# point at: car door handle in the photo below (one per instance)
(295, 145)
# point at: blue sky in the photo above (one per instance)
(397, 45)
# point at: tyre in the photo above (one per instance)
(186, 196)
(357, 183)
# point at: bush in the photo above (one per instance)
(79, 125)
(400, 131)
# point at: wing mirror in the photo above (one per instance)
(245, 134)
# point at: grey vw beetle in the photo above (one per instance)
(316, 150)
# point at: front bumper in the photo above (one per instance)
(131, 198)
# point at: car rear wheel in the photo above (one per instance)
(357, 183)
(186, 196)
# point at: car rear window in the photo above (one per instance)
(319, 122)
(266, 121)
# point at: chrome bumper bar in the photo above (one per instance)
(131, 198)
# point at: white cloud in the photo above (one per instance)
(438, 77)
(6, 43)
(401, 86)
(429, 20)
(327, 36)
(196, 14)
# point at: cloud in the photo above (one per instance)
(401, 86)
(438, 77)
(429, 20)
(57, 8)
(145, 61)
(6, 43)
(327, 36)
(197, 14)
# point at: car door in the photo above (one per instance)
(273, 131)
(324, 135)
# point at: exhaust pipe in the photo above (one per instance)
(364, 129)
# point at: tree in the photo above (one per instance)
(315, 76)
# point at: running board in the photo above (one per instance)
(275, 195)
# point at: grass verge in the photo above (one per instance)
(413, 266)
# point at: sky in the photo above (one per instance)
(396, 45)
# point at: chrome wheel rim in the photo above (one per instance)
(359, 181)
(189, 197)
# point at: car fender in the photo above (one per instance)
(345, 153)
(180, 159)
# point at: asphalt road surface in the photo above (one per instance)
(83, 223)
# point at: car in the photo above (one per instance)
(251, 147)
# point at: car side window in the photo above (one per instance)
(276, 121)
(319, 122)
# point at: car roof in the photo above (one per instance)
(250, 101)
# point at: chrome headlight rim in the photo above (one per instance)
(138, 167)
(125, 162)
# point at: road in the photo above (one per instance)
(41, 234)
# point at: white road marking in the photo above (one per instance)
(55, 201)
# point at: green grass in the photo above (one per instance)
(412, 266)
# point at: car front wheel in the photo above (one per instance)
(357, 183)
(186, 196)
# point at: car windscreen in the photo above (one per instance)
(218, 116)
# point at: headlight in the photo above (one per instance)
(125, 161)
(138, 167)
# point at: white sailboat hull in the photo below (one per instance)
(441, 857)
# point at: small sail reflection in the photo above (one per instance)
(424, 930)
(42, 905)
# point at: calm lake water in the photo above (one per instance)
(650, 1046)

══════════

▸ **GOAL**:
Can you copy the rows from the line holding "# point at: small" through the last row, inclusive, with "reflection" renamed to "mirror image" and everything else left unchanged?

▸ **WRITTEN ANSWER**:
# point at: small sail mirror image in the photo above (one per instance)
(424, 930)
(42, 905)
# point at: calm lake water in the photo above (one per instance)
(650, 1046)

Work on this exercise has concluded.